Given task A. How would you condense the paragraph of the Pizza Runner text that begins "How many runners signed up" into a shorter version that keeps its main points?

Text shown.
((

B. Runner and Customer Experience

    How many runners signed up for each 1 week period? (i.e. week starts 2021-01-01)
    What was the average time in minutes it took for each runner to arrive at the Pizza Runner HQ to pickup the order?
    Is there any relationship between the number of pizzas and how long the order takes to prepare?
    What was the average distance travelled for each customer?
    What was the difference between the longest and shortest delivery times for all orders?
    What was the average speed for each runner for each delivery and do you notice any trend for these values?
    What is the successful delivery percentage for each runner?

🍕 section c — customer & business intelligence

C1. total customer spend
 which customers bring in the most revenue?

use to argue for vip memberships or spend-based rewards.

C2. customer frequency (distinct days of orders)
 who orders regularly vs. one-off customers?

segment into loyal customers vs. occasional customers.

hint at frequency-based discounts (e.g., 5th order free).

C3. first pizza ordered by each customer
 what attracts customers initially?

good to identify entry-point pizzas (the hook item that brings people in).

hint at discounts on first-order pizzas to acquire new customers.

C4. overall best-seller pizza
 which pizza keeps the lights on?

highlight as a flagship product to promote.

use for seasonal bundles (“summer deal with our #1 pizza”).

C5. most popular pizza by customer
 can we personalize offers?

recommend personalized “customer favorites” discounts.

hint toward AI/BI-driven recommender systems.

C6. regulars with ≥30 orders and their go-to pizzas
 who are the heavy hitters and what do they like?

obvious loyalty program candidates.

pitch: “keep them happy with exclusive rewards so they don’t churn.”

C7. customers with very consistent habits (always order the same pizza)
 creatures of habit = stable recurring revenue.

membership idea: “pizza subscription” (weekly plan with their pizza auto-delivered).

C8. the “perfect pair”

great marketing story: “find your pizza soulmate.”

pitch: social media campaign + 2-for-1  perfect pizza couples’ promo.

C9. peak order times
👉 what hours & days matter most?

operational: staff scheduling.

marketing: happy hour discounts in slow periods, premium pricing at peak times.

C10. best candidates for loyalty program
👉 combine spend + frequency + consistency.

identify top 5–10% customers.

))

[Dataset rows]
((

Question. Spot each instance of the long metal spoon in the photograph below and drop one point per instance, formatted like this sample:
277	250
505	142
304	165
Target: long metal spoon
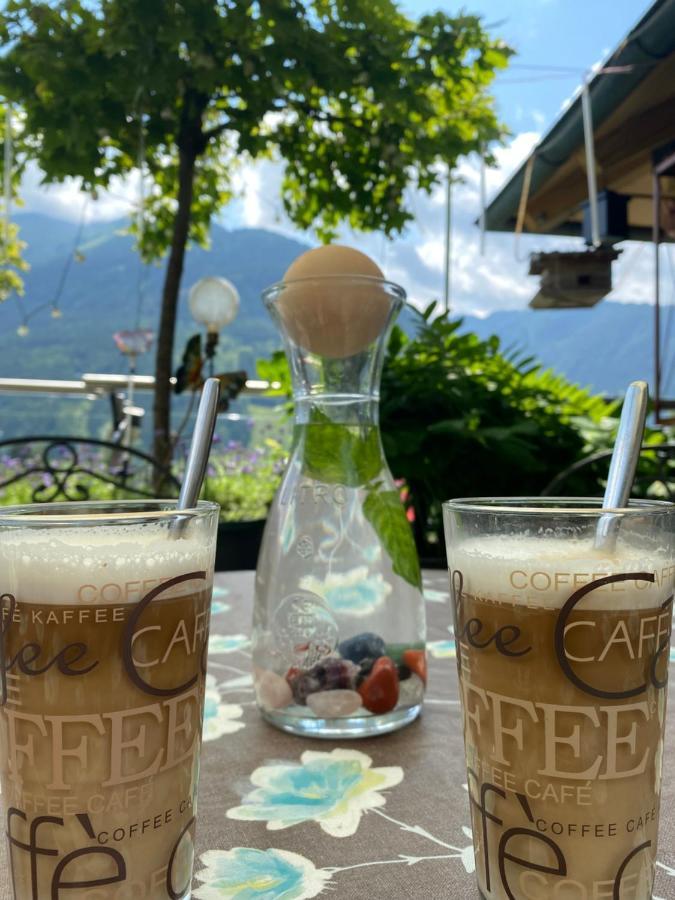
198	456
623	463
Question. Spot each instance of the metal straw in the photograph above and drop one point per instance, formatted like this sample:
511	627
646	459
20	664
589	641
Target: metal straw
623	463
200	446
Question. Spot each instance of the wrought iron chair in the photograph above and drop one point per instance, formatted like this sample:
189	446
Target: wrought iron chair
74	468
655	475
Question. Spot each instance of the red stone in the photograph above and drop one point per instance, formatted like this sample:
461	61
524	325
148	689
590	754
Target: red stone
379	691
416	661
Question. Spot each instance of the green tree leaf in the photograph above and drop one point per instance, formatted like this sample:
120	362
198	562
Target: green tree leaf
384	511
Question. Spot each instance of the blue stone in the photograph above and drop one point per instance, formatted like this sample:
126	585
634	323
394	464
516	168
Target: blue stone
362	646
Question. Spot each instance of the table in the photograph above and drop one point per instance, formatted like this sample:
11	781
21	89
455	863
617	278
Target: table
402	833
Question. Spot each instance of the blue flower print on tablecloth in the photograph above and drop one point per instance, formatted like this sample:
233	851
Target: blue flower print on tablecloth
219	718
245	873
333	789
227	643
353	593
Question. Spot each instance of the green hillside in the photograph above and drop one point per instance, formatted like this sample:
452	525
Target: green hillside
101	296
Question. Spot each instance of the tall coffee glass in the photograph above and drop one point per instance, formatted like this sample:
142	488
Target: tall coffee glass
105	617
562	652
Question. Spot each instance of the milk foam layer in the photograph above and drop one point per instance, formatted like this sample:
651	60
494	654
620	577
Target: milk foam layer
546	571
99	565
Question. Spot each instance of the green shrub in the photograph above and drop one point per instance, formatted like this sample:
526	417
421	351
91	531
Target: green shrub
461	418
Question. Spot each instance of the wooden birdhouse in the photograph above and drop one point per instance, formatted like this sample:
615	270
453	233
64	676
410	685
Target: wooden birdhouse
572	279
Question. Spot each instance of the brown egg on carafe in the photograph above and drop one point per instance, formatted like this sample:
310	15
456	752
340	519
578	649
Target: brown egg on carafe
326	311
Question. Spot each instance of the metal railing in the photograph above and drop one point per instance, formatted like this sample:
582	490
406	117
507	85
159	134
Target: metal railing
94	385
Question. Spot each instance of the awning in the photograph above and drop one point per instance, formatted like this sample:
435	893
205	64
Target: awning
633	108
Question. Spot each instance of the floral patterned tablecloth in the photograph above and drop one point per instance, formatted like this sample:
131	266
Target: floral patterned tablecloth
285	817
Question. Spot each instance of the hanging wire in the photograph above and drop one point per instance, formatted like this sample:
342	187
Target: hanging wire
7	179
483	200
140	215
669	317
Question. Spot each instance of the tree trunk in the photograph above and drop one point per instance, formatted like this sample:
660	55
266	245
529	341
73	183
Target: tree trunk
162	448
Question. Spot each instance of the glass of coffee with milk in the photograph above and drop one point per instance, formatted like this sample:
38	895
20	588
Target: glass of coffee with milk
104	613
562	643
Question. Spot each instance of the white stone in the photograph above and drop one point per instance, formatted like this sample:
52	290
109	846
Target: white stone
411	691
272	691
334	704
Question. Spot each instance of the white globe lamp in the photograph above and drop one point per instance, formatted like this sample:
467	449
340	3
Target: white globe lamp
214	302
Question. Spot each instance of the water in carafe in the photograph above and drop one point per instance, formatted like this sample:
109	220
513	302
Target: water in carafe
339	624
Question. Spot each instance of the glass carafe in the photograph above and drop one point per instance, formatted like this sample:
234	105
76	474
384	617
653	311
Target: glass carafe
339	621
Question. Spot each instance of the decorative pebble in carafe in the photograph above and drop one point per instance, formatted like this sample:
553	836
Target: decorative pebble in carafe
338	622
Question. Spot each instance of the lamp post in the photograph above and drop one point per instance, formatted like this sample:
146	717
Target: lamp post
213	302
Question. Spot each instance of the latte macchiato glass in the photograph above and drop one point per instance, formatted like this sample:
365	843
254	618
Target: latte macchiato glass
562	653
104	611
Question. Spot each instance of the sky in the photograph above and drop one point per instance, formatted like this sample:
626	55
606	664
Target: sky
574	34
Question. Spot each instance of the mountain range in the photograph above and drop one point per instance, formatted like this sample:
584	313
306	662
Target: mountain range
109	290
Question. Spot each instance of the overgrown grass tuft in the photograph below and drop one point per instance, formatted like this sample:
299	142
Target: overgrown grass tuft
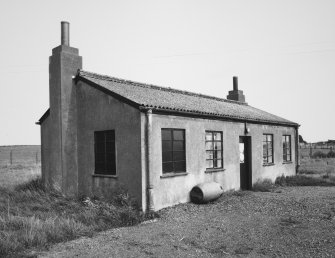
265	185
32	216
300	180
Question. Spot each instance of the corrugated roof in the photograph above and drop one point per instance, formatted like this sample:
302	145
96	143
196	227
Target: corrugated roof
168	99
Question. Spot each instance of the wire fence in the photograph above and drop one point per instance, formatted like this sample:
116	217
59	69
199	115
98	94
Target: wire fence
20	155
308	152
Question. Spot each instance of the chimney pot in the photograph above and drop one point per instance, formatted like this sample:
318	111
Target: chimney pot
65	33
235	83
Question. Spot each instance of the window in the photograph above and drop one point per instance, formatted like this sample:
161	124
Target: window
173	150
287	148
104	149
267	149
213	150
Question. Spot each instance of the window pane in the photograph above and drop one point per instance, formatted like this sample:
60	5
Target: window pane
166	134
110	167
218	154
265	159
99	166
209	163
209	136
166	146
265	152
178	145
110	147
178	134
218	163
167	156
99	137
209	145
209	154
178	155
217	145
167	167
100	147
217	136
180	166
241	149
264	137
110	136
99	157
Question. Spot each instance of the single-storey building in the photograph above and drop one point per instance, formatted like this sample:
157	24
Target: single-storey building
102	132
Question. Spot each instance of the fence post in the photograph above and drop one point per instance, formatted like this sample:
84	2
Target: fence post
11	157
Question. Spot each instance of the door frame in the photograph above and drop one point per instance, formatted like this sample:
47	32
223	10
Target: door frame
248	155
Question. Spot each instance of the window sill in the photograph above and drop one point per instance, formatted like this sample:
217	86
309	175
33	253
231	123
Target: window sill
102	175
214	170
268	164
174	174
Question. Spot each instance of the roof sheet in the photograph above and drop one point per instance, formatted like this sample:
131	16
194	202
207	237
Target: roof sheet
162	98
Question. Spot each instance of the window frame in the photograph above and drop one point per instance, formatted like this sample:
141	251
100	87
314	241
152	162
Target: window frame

))

Given task B. Which lines of the records contain the word "decorative"? Return each of them in full.

Expected answer A.
It asks for:
- weekly runner sign-ups, with weeks starting 2021-01-01
- each runner's average minutes to reach Pizza Runner HQ for pickup
- whether the number of pizzas relates to preparation time
- the average distance travelled per customer
- the gap between the longest and shortest delivery times
- each runner's average speed per delivery and any trend
- each runner's successful delivery percentage

Expected answer B.
Question. Spot each instance of the decorative pebble in carafe in the photograph above and drop one point per instance, formatted like this sample:
Target: decorative pebble in carafe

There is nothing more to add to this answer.